:: WHAT TO PRODUCE ::
Repeat every record below exactly as it appears.

Extracted records
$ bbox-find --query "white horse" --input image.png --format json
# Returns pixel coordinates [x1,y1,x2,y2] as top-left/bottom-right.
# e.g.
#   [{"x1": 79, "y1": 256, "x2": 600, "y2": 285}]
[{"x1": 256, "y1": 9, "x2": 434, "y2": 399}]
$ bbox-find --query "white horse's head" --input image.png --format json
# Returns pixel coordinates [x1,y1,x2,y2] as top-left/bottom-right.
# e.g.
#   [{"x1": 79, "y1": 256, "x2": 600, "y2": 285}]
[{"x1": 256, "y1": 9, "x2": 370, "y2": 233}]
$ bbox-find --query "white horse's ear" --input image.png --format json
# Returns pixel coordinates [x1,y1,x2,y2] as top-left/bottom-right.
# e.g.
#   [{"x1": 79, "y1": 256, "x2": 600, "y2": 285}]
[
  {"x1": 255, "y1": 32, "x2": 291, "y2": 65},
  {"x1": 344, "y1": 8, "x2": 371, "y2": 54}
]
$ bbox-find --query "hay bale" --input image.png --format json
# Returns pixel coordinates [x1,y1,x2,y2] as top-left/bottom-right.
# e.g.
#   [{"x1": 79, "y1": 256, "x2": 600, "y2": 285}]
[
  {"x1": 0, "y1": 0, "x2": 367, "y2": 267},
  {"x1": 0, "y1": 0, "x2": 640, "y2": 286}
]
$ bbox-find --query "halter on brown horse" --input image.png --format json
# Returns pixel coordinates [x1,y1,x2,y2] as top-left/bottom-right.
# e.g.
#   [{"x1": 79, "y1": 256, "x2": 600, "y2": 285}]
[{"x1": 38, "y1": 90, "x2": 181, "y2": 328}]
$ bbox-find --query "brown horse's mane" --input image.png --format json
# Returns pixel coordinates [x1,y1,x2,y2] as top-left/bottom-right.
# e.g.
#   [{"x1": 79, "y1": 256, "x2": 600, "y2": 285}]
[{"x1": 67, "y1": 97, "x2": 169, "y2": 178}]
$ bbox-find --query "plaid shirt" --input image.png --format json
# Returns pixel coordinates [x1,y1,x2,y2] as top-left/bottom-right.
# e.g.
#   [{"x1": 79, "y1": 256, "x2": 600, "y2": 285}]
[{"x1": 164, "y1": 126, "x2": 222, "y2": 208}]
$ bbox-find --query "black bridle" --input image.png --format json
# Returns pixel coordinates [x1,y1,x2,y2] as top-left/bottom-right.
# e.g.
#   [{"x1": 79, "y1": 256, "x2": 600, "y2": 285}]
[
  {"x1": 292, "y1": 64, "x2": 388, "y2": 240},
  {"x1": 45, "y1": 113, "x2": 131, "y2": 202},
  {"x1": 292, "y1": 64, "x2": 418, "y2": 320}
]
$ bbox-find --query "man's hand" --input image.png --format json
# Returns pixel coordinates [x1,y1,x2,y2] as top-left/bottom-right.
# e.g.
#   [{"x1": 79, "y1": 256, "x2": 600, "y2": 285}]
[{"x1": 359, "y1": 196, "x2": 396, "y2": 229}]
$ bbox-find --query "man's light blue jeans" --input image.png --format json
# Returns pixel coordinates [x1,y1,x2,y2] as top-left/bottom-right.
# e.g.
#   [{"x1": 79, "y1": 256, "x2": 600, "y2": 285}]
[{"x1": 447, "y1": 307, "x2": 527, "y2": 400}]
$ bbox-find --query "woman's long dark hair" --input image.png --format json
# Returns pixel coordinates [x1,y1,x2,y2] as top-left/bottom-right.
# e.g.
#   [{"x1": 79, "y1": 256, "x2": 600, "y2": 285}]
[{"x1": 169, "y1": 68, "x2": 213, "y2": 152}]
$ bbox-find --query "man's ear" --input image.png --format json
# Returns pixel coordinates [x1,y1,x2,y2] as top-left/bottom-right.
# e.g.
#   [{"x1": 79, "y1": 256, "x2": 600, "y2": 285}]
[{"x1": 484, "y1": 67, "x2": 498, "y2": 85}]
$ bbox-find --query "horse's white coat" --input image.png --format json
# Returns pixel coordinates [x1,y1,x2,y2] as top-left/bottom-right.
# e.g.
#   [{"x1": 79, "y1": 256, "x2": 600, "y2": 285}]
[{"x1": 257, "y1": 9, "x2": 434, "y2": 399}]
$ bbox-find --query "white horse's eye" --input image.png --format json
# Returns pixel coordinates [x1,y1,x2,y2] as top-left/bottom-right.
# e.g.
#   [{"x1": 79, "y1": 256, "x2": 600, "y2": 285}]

:: ANSWER FOR THE TASK ::
$ bbox-find --query "white horse" --input image.png --format json
# Returns pixel coordinates [x1,y1,x2,y2] as top-left/bottom-right.
# e.g.
#   [{"x1": 79, "y1": 256, "x2": 600, "y2": 285}]
[{"x1": 256, "y1": 9, "x2": 434, "y2": 399}]
$ bbox-find --query "white horse's head" --input image.png --format json
# Returns pixel coordinates [x1,y1,x2,y2] as top-left/bottom-right.
# e.g.
#   [{"x1": 79, "y1": 256, "x2": 600, "y2": 285}]
[{"x1": 256, "y1": 9, "x2": 370, "y2": 233}]
$ bbox-find --query "white horse's ear" --input image.png --format json
# Returns pixel coordinates [x1,y1,x2,y2] as top-left/bottom-right.
# e.g.
#   [{"x1": 79, "y1": 256, "x2": 600, "y2": 285}]
[
  {"x1": 255, "y1": 32, "x2": 291, "y2": 65},
  {"x1": 344, "y1": 8, "x2": 371, "y2": 54}
]
$ bbox-find --query "hay bale" --input image.png --format json
# Returns pixel coordinates [x1,y1,x2,y2] as top-left/bottom-right.
# e.g.
#   [{"x1": 79, "y1": 256, "x2": 600, "y2": 285}]
[
  {"x1": 0, "y1": 0, "x2": 367, "y2": 267},
  {"x1": 0, "y1": 0, "x2": 640, "y2": 286}
]
$ bbox-find --query "halter on brown horse" --input image.png --format json
# Returns pixel coordinates [x1,y1,x2,y2] as top-left/bottom-right.
# e.g.
#   [{"x1": 79, "y1": 256, "x2": 600, "y2": 285}]
[{"x1": 38, "y1": 90, "x2": 181, "y2": 328}]
$ bbox-find --query "brown horse's mane" --input image.png --format json
# Returns pixel coordinates [x1,y1,x2,y2] as top-left/bottom-right.
# e.g.
#   [{"x1": 79, "y1": 256, "x2": 600, "y2": 285}]
[{"x1": 67, "y1": 97, "x2": 169, "y2": 178}]
$ bbox-find --query "plaid shirt" --input image.png --format json
# Returns pixel coordinates [x1,y1,x2,y2] as top-left/bottom-right.
# e.g.
#   [{"x1": 79, "y1": 256, "x2": 600, "y2": 285}]
[{"x1": 164, "y1": 126, "x2": 222, "y2": 208}]
$ bbox-find --query "black bridle" --input image.png --format json
# Returns pixel coordinates [x1,y1,x2,y2] as top-left/bottom-right.
# e.g.
#   [{"x1": 79, "y1": 256, "x2": 600, "y2": 285}]
[
  {"x1": 292, "y1": 64, "x2": 388, "y2": 240},
  {"x1": 45, "y1": 113, "x2": 131, "y2": 202},
  {"x1": 292, "y1": 64, "x2": 418, "y2": 320}
]
$ bbox-find --query "man's hand" --input image.png --format json
# Returns pixel coordinates [x1,y1,x2,y2] as top-left/bottom-right.
# e.g.
#   [{"x1": 79, "y1": 256, "x2": 600, "y2": 285}]
[{"x1": 359, "y1": 196, "x2": 396, "y2": 229}]
$ bbox-find --query "man's light blue jeans" --input image.png --format json
# Returns pixel coordinates [x1,y1,x2,y2] as top-left/bottom-right.
# e.g.
#   [{"x1": 79, "y1": 256, "x2": 600, "y2": 285}]
[{"x1": 447, "y1": 307, "x2": 527, "y2": 400}]
$ bbox-find --query "woman's long dark hair" --input image.png --format json
# Returns pixel coordinates [x1,y1,x2,y2] as top-left/bottom-right.
# e.g.
#   [{"x1": 79, "y1": 256, "x2": 600, "y2": 285}]
[{"x1": 169, "y1": 68, "x2": 213, "y2": 152}]
$ bbox-find --query "man's ear" --input image.png --format json
# Returns pixel coordinates [x1,y1,x2,y2] as top-left/bottom-right.
# e.g.
#   [{"x1": 79, "y1": 256, "x2": 600, "y2": 285}]
[{"x1": 484, "y1": 67, "x2": 498, "y2": 85}]
$ bbox-find --query "horse's white coat" --input image.png --format json
# Returns pixel coordinates [x1,y1,x2,y2] as top-left/bottom-right.
# e.g.
#   [{"x1": 79, "y1": 256, "x2": 600, "y2": 285}]
[{"x1": 257, "y1": 9, "x2": 434, "y2": 399}]
$ bbox-find --query "white horse's eye" --input image.png --format json
# Returns pixel coordinates [x1,y1,x2,y2] as top-left/bottom-right.
# e.g.
#   [{"x1": 79, "y1": 256, "x2": 600, "y2": 285}]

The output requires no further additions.